#### Perintah Tugas a:
Kembalikan setiap baris catatan yang memuat string "Target". Huruf besar dan huruf kecil dibedakan.

#### Kutipan Dokumen:

Perbedaan suku, bahasa, agama, serta budaya, telah terbentuk menjadi
satu kesatuan yang utuh (NKRI), yang membentang dari Sabang sampai
Merauke. Keragaman tersebut berdiri tegak dalam lingkaran persamaan, di
bawah naungan satu bendera: bendera Merah Putih. Satu lagu kebangsaan:
lagu Indonesia Raya. Satu bahasa: Bahasa Indonesia. Satu lambang negara,
yakni seekor Garuda yang memiliki azas Pancasila, dan dipadu dengan
seuntai kalimat bermakna agung “Bhinneka Tunggal Ika” sebagai mottonya.
Jika merujuk pada esensi atau inti dari motto “Bhinneka Tunggal Ika” yang hakekatnya mengandung nilai-nilai nasionalisme,
yaitu persatuan, kesatuan, serta kebersamaan untuk satu niat dan tujuan
(visi dan misi), yang dijalin erat oleh rasa persaudaraan. Sudah tentu,
keragaman yang terikat dalam Bhinneka Tunggal Ika adalah aset yang
paling berharga bagi bangsa Indonesia untuk mewujudkan cita-cita
luhurnya, yakni menata dan membangun bangsa Indonesia untuk menjadi
bangsa bermartabat yang mampu berdiri sendiri: adil, makmur, damai,
sentosa.
Tapi, bagaimana mungkin, Garuda yang konotasi melambangkan eksistensi
serta perjalanan bangsa Indonesia di era kemerdekaan, bisa mengepakkan
sayap dan terbang mengangkasa, bila Pancasila hanya sebatas ruh yang
pasif dalam jasadnya, dan Bhinneka Tunggal Ika yang menjadi penggerak
bagi ruh tersebut tidak dinamis, atau tidak bergerak efektif sesuai inti
dari kandungan maknanya.
Dalam demokrasi Indonesia, yang menginduk pada Pancasila dan
berorientasi pada Undang-Undang Dasar 1945, serta mengacu pada
Musyawarah Mufakat, nuansa kebebasan yang sudah diatur dan dilindungi
norma-norma atau etika kebangsaan, telah melahirkan kembali berbagai
perbedaan yang kongkrit sebagai bentuk apresiasi dari kedemokrasian
tersebut, seperti partai-partai politik, organisasi massa, serta lembaga
swadaya masyarakat. Dan maraknya keberadaan kelompok, perkumpulan atau
organisasi-organisasi, baik yang bergerak di bidang politik, sosial
kemasyarakatan ataupun yang lainnya, menunjukan bukti bahwa demokrasi di
Indonesia telah mengalami banyak perubahan dan kemajuan.
Yang menjadi pertanyaan, apakah perbedaan itu masih berpegang teguh
pada hakekat Bhinneka Tunggal Ika, dan menjadi keragaman yang harmonis
atau selaras dalam demokrasi Indonesia? Apakah Bhinneka Tunggal Ika yang
menjadi benang merah atau rangkuman dari norma-norma atau etika
kebangsaan bangsa Indonesia, hanya tinggal semboyan yang maknanya tidak
lagi dipahami sebagai wejangan atau petuah untuk motivasi bagi kehidupan
bangsa Indonesia sekarang dan masa depan?

#### Perintah Tugas b:
Jawab pertanyaan berikut berdasarkan kutipan dokumen.
(i) Lagu kebangsaan apa yang disebut dalam kutipan?
(ii) Selain Pancasila dan Musyawarah Mufakat, pada apa demokrasi Indonesia berorientasi?
(iii) Apa saja contoh perbedaan kongkrit yang lahir sebagai bentuk apresiasi kedemokrasian?

#### Catatan Data:
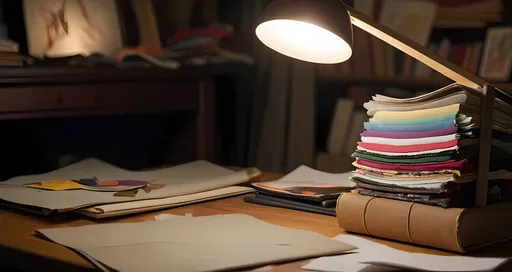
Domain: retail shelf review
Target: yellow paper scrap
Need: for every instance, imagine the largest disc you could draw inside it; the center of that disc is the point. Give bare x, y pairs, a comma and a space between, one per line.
56, 185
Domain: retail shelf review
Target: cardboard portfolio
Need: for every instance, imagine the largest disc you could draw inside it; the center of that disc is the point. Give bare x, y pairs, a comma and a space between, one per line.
454, 229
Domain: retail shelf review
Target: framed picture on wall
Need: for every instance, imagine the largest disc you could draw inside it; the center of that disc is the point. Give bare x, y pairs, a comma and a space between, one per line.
497, 55
58, 28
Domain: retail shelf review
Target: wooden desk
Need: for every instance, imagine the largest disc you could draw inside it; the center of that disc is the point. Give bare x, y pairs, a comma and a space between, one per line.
41, 92
20, 249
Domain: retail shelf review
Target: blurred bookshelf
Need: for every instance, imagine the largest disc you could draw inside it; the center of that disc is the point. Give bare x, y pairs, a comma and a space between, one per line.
464, 32
397, 82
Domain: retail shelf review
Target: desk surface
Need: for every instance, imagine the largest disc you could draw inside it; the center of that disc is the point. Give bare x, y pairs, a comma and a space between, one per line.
20, 248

#### Hasil Latihan a:
Target: yellow paper scrap
Target: cardboard portfolio
Target: framed picture on wall
Target: wooden desk
Target: blurred bookshelf
Target: desk surface

#### Hasil Latihan b:
(i) Lagu Indonesia Raya.
(ii) Undang-Undang Dasar 1945.
(iii) Partai-partai politik, organisasi massa, serta lembaga swadaya masyarakat.